● **Source material**:
────────────────

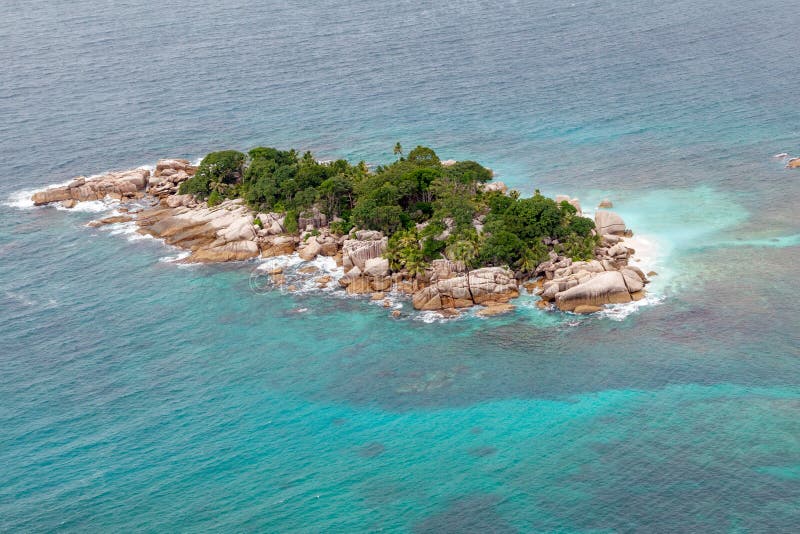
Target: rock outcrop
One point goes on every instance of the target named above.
(118, 185)
(574, 202)
(222, 233)
(366, 246)
(608, 222)
(583, 287)
(481, 286)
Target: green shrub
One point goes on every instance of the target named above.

────────────────

● **Exercise aim**: Please return every line of the records above unchanged, leaving out the pictures.

● **Full output**:
Target: rock outcrop
One point goes on every instance of the target named above.
(118, 185)
(574, 202)
(222, 233)
(366, 246)
(608, 222)
(583, 287)
(481, 286)
Target: green shrub
One point goes on every instance of the target named above.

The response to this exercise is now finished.